## Text shown
Questioning the order of things was not only allowed but encouraged by even the highest-ranking politicians. Those who could not embrace these changes found themselves on the outside.The First World War—a war fought largely abroad, by men who would struggle to articulate its impact on them when they returned home—is shadowed by the recent wars in Iraq and Afghanistan. The impact of five years of WWI was enormous: it hastened the dismantling of the class system that had propped up aristocrats as rulers for more than a thousand years. This was partly because the English army system promoted aristocrats to officers as soon as they started, the reasoning being that in a war you need people to obey instructions without question. And it was thought that a working-class private would unthinkingly carry out orders delivered by an upper-class officer, even if he was younger and less experienced. But in the dramatic and terrifying conditions of trench warfare, men were exposed to each other as equals in fear. Men who might have spent their lives working in the same village on the same farm or down the same mine, had traveled to France and fought a war. It began to occur to the working classes that they did not have to live the life of their parents and grandparents. Questioning the order of things was not only allowed but encouraged by even the highest-ranking politicians. Those who could not embrace these changes found themselves on the outside.
Women’s suffrage was advanced after the war but not because (some of them) were allowed to vote after 1919. Brutally, it was because there were fewer men alive after the war with a census in 1922 confirming there were two million more women than men in England. The newspapers referred to this as the “problem of the surplus women” and went so far as to suggest they be shipped to the colonies to find husbands; but instead this led to women going out to work to support themselves, changing the very fabric of the workplace, and giving single women an unchaperoned independence they had never had before. Without marriage as their only goal and measure of success, women were free to go to university (a quarter of the country’s undergraduates were female in 1922), fly planes or compete in sport and business. Not that this was without its challenges…You think there’s patriarchy and a pay-gap now? Try going out to work as a secretary in 1923, where you could barely even find somewhere to eat at lunchtime because a woman could not eat in a restaurant alone.

## Excerpted records
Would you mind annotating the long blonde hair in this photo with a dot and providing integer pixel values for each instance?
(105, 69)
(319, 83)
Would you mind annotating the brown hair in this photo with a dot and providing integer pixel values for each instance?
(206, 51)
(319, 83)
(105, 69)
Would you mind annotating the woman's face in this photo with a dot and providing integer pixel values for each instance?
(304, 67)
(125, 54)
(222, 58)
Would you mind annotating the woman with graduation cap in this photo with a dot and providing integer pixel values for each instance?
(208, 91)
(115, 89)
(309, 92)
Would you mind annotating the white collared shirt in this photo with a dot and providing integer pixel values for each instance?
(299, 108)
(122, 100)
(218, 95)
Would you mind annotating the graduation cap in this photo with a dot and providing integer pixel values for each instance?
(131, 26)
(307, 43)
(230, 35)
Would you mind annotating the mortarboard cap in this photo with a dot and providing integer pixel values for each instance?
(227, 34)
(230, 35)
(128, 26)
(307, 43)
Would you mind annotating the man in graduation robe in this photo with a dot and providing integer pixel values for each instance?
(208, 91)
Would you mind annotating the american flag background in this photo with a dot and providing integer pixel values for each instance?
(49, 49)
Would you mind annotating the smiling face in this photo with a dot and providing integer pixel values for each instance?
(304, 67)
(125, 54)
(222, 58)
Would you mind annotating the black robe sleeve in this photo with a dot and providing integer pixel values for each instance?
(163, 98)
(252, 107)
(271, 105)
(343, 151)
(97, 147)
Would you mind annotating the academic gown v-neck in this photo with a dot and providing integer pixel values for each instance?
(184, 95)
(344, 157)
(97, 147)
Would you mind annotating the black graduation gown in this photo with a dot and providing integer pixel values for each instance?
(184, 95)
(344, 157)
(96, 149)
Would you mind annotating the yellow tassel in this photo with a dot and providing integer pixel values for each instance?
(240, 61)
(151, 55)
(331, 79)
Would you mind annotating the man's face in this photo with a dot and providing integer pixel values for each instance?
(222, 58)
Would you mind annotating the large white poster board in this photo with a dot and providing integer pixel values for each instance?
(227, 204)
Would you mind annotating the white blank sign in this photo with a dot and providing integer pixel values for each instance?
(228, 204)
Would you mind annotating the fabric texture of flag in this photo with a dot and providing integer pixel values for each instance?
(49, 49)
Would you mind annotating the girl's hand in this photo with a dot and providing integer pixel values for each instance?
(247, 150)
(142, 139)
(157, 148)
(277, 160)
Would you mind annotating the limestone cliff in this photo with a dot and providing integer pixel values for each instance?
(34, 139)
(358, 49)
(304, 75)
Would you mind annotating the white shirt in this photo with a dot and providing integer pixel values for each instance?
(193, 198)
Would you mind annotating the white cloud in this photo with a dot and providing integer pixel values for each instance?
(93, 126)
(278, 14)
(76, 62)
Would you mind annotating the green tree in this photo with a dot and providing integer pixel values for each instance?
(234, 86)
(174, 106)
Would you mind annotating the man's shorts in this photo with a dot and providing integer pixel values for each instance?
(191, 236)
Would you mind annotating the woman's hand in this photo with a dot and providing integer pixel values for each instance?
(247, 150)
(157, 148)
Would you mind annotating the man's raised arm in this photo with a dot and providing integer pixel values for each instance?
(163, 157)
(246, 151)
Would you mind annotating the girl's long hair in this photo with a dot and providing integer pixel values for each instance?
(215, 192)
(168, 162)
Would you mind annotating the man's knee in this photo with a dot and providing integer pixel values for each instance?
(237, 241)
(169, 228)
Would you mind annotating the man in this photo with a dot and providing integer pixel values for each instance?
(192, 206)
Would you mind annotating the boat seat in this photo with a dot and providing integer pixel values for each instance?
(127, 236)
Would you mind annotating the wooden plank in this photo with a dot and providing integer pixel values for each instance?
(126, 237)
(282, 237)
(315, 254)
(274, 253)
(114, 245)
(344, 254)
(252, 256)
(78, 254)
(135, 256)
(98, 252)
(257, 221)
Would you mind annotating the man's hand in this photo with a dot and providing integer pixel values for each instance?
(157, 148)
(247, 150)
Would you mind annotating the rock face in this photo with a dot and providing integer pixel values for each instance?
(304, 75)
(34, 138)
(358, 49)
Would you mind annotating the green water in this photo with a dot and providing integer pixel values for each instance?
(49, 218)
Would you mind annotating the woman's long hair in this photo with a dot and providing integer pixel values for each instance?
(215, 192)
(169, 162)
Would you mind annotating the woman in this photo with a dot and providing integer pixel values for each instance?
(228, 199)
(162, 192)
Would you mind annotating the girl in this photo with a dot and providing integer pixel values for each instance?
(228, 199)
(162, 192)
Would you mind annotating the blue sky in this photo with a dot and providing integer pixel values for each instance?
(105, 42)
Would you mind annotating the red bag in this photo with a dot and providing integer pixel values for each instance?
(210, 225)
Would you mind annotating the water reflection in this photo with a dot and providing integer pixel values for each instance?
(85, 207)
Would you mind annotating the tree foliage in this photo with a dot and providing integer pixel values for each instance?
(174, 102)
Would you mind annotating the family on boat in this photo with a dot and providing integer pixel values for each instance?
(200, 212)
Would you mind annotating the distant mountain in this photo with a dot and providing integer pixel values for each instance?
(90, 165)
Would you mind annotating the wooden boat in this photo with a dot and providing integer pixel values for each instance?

## Description of the task
Continue the passage on how the First World War changed class and women's lives in England, starting after its last sentence.

## Expected answer
The war made life feel brutish and short, so for many survivors—and the younger generation who had not taken part—hedonism seemed like the best way to live. For every person who grieved the dead, there was another embracing the new wave of thrilling music, nightclubs and cocktails. America led the way as an innovator of change—a breath of fresh air that blew apart the stuffiness of Edwardian England. Especially when it sent over its jazz musicians and their “hot dance music,” which took the nightclubs by storm. Hemlines rose, corsets came off and dresses were designed to move with the body as it shimmered on the dance floor. Nothing like it had been seen before.
And all this was lent an extra intensity when it became quite clear, not long after everyone had begun to get over the First World War, that there would be another. Women who had lost their brothers, fathers, friends and cousins in the First World War were soon to send their sons to the second. This happened to my own great-great aunt Isie: her husband was killed in WWI, their only child, their son, was killed in the second.
If you don’t remember the dates, it doesn’t matter. Just remember the gaps in-between. That way you can put yourself in their shoes and understand better why they did what they did, perhaps learn from their successes and their mistakes. And that for me, is history.